**Given request**
Restate, word for word, all of the material shown below.

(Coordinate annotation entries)
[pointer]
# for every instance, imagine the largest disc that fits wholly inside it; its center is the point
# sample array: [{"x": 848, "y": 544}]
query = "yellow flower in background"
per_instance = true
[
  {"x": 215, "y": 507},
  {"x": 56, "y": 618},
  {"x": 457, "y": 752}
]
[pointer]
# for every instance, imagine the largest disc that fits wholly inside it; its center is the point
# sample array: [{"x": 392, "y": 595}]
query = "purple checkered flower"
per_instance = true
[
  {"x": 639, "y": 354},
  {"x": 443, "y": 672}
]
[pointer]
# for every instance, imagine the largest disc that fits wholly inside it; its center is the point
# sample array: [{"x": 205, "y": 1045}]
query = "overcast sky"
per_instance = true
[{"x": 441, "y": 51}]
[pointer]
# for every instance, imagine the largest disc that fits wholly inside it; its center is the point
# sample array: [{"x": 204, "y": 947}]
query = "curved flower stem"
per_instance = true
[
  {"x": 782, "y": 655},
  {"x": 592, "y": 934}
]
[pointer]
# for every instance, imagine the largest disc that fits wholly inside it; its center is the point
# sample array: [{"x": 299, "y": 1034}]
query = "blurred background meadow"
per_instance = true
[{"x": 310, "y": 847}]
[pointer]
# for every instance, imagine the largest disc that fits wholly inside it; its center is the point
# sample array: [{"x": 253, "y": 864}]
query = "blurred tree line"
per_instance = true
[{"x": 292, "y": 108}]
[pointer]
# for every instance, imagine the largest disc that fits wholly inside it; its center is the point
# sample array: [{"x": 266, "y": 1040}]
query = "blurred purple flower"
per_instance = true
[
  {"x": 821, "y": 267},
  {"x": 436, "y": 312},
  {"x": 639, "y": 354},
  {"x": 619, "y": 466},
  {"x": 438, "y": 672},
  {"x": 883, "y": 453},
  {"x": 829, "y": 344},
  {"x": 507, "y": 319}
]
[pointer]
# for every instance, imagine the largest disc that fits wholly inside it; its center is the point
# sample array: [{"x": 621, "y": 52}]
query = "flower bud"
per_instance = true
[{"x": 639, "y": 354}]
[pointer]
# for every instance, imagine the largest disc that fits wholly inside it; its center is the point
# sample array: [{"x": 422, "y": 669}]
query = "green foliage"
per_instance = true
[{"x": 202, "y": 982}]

**Result for this exercise**
[pointer]
# for every instance, imagine the largest disc that fits wholly inside it; its center is the point
# sample array: [{"x": 848, "y": 544}]
query = "yellow flower in background"
per_instance = true
[
  {"x": 215, "y": 507},
  {"x": 56, "y": 618},
  {"x": 457, "y": 752}
]
[pointer]
# for every instance, imagine the largest disc that fits wholly inside it; its center is the point
# sample array: [{"x": 392, "y": 595}]
query = "purple checkered flower"
per_instance = true
[
  {"x": 639, "y": 354},
  {"x": 443, "y": 672}
]
[pointer]
# for every instance, imagine the largest disc that fits wholly inside it; its center is the point
# sample array: [{"x": 205, "y": 1045}]
query = "overcast sky"
per_instance = true
[{"x": 441, "y": 51}]
[pointer]
# for every instance, imagine the largest disc that fits wholly inside it; its center is the point
# sample array: [{"x": 204, "y": 947}]
query = "curved flower stem"
per_instance = true
[
  {"x": 782, "y": 655},
  {"x": 592, "y": 934}
]
[pointer]
# for every instance, imagine the largest disc that fits wholly inside it; its center is the point
# sample array: [{"x": 299, "y": 1034}]
query = "blurred background meadow"
per_instance = true
[{"x": 310, "y": 847}]
[pointer]
# for every instance, imagine the largest disc that fits wholly inside it; its center is the point
# sample array: [{"x": 253, "y": 864}]
query = "blurred tree line"
per_instance = true
[{"x": 292, "y": 108}]
[pointer]
# for every instance, imagine the largest disc that fits wholly inside it; its center is the point
# sample array: [{"x": 266, "y": 1040}]
query = "blurred purple flower"
per_instance = true
[
  {"x": 821, "y": 267},
  {"x": 436, "y": 312},
  {"x": 639, "y": 354},
  {"x": 619, "y": 466},
  {"x": 438, "y": 672},
  {"x": 883, "y": 453},
  {"x": 829, "y": 344},
  {"x": 507, "y": 319}
]
[pointer]
# for every instance, imagine the largest disc that fits wholly inside it; its center is the point
# sample array: [{"x": 621, "y": 52}]
query = "flower bud"
per_instance = true
[{"x": 639, "y": 354}]
[pointer]
# for every instance, imagine the largest disc that fits wholly inside it; its center is the point
# sample array: [{"x": 422, "y": 669}]
query = "green foliage"
per_instance = true
[{"x": 202, "y": 982}]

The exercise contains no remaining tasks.